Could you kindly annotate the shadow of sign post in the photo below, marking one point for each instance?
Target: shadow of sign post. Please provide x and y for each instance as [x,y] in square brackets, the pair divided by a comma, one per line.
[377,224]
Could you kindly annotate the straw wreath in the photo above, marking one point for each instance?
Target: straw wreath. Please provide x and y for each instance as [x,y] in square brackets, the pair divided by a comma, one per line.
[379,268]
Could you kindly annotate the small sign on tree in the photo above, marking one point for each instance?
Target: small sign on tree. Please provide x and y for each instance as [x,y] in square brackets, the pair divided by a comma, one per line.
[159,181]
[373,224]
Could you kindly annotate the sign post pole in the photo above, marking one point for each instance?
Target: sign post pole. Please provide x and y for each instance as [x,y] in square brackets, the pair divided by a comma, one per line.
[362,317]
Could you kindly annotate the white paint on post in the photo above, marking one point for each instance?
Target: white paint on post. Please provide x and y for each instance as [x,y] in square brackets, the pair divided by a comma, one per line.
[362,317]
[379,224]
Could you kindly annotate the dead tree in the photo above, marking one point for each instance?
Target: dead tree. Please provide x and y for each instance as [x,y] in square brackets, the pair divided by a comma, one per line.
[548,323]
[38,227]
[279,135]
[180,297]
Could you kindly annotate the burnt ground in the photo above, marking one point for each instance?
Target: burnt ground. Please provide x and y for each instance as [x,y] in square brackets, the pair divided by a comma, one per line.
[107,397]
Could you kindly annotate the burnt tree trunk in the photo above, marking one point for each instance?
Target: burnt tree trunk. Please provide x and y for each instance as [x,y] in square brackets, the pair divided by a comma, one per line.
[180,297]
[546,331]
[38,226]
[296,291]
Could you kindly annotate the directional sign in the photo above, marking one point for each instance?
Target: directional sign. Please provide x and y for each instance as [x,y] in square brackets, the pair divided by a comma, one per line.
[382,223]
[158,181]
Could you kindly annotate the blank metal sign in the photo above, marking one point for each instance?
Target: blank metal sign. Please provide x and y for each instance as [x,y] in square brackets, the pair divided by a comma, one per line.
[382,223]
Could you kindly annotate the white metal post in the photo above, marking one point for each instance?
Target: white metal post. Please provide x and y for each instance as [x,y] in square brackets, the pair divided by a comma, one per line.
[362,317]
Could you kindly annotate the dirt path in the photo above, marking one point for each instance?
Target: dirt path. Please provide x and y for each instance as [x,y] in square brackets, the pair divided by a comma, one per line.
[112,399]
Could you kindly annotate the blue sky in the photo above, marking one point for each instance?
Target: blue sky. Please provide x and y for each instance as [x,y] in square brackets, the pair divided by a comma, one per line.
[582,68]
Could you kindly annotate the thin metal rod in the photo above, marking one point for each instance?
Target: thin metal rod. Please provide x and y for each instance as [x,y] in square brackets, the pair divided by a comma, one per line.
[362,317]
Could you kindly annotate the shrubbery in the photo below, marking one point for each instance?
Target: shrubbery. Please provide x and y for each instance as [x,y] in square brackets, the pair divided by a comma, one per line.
= = = =
§ **INSTRUCTIONS TO FOLLOW**
Reproduce the listing from the line containing "Could you kindly annotate the blank" through the end of the listing, replacing "metal" with "steel" and leaving everything else unchanged.

§ **ANSWER TO THIS TASK**
Could you kindly annotate the blank steel sign in the photo above, marking one point for each instance?
Target: blank steel sign. Please provide x and y for each instance as [x,y] in square brackets, the pair divided by a comma, one per line.
[382,223]
Could you kindly annotate the white steel post in the photo above, marking one point for each instance?
Target: white steel post. Please provide x and y for each instance as [x,y] in square brackets, the pair divided by a comma, one per line.
[362,317]
Could you kindly annotate the dirt path in the photo above, marking one point for each instance?
Target: dirt path. Please provide x and y for each instance as [x,y] in square brackets, the pair divided by a comma, one per line.
[112,399]
Could you kindly annotate the blue sky in the photo above, marking one point for each instance?
Target: blue sky. Please provide x and y for each instance as [x,y] in square brackets, the pair divided by a comma, one per line.
[582,68]
Could you kindly annotate the thin steel rod in the photo above, marking one point for each instance?
Target: thin steel rod. Please provide x and y for each instance as [x,y] in square brackets, the pair divided by a comma, one per line.
[362,317]
Could you kindly annotate the shrubbery in the photo below, marking one point for each instance?
Target: shrubbery. Please provide x and y for each instance as [x,y] in square brackets, the pair divided by a comma, one per line.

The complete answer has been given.